**INSTRUCTIONS FOR THE TASK**
Continue the biographical article on Niraj Shah, co-founder of Wayfair, beginning after its final sentence.

- Born: 1973 or 1974 (age 51–52)
- Education: Cornell University (BE)
- Occupation: Businessman
- Known for: Co-founder, co-chairman & CEO, Wayfair
- Board member of: Wayfair
- Spouse: Jill Shah
- Children: 2

= Niraj Shah =

American businessman (born 1973/74)

Niraj S. Shah (born 1973/1974) is an American businessman, and co-founder, co-chairman, and CEO of online retailer Wayfair.

==Early life==
Shah grew up in Pittsfield, Massachusetts, the son of immigrants from India. His grandfather ran a "steel manufacturing business in India, making pots and pans". His father worked for General Electric as a mechanical engineer, and after his retirement, joined Wayfair early on, providing financial advice, and still works for the company.

Shah graduated from Cornell University, where he earned a bachelor's degree in engineering in 1995.

**DATA**
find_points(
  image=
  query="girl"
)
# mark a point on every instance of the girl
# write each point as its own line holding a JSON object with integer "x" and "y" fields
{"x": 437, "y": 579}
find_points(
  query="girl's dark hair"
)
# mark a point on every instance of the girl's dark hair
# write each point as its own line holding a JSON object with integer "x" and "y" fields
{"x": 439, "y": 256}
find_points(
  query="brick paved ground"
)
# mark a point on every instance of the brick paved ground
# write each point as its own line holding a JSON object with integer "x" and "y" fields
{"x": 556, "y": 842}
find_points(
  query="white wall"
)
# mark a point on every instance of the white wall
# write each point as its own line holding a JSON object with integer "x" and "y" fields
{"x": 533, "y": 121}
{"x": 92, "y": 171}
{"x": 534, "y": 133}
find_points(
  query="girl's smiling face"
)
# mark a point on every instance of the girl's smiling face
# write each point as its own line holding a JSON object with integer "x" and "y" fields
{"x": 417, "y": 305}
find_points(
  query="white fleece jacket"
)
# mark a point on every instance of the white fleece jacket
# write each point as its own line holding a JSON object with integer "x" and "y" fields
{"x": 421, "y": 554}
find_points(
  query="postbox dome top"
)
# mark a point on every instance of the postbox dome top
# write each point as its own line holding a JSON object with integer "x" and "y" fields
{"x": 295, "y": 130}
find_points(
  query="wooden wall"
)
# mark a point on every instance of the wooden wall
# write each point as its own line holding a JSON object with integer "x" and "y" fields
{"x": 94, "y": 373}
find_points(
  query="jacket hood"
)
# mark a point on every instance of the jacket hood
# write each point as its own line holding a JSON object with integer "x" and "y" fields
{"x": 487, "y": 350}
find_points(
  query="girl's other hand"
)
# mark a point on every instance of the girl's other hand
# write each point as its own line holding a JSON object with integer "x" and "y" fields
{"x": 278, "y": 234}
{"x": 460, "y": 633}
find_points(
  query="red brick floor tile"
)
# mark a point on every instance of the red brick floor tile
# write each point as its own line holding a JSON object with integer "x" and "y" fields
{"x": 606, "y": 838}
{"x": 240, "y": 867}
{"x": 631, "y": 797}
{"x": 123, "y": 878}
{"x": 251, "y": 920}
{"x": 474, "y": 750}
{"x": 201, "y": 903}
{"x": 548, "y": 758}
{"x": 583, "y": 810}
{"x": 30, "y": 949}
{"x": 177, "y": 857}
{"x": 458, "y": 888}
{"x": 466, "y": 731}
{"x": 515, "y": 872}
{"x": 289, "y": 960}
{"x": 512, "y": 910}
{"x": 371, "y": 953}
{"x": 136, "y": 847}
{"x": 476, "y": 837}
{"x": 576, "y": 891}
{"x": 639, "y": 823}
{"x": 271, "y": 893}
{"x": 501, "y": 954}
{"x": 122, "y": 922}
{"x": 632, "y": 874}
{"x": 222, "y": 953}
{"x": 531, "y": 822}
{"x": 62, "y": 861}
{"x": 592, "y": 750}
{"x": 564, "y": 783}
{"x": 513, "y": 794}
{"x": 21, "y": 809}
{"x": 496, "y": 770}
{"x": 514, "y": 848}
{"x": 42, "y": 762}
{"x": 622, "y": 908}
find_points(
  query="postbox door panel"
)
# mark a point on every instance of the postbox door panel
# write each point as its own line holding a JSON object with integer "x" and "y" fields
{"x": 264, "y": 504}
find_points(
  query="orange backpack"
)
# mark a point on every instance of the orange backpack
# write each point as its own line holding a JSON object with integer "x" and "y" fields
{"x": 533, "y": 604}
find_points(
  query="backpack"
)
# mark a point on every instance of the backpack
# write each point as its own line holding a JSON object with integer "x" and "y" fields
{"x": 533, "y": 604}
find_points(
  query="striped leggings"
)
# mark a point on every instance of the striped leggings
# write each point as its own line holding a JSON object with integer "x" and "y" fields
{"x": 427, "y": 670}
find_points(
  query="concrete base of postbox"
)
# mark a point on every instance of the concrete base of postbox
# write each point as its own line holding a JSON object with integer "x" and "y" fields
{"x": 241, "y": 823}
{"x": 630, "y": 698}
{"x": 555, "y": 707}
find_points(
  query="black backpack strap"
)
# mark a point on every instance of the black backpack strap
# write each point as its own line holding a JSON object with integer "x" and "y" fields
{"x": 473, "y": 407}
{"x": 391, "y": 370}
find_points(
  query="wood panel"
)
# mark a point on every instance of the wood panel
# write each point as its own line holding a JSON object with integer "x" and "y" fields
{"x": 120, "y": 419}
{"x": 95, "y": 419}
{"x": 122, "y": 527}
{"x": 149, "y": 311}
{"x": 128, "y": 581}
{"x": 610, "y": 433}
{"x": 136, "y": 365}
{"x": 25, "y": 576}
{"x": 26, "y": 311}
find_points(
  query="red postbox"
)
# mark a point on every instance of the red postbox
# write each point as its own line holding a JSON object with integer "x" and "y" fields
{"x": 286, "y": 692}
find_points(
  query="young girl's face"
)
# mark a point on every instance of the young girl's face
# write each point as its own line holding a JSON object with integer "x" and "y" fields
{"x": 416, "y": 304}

**TASK RESULT**
==Career==
Shah co-founded Wayfair in 2002 with his Cornell classmate, Steve Conine, and has been its CEO since its inception.

Shah was included in the Fortune list of "40 under 40" for 2013.

Shah was a director of the Federal Reserve Bank of Boston from 2017 to 2019.

In May 2017, Wayfair's share price rose above $70 per share, making Shah and his co-founder Steve Conine both billionaires. As of April 2022, his estimated net worth was $1.6 billion.

==Philanthropy==
Shah co-founded the Shah Family Foundation with his wife Jill in 2017, which supports education and healthcare programs.

==Personal life==
Shah is married to Jill Shah; they have two children, and live in the Back Bay area of Boston. In 2013, Jill Shah sold her alternative medicine directory Jill's List, which employed 7 people, to California-based MINDBODY, and now runs their Boston office.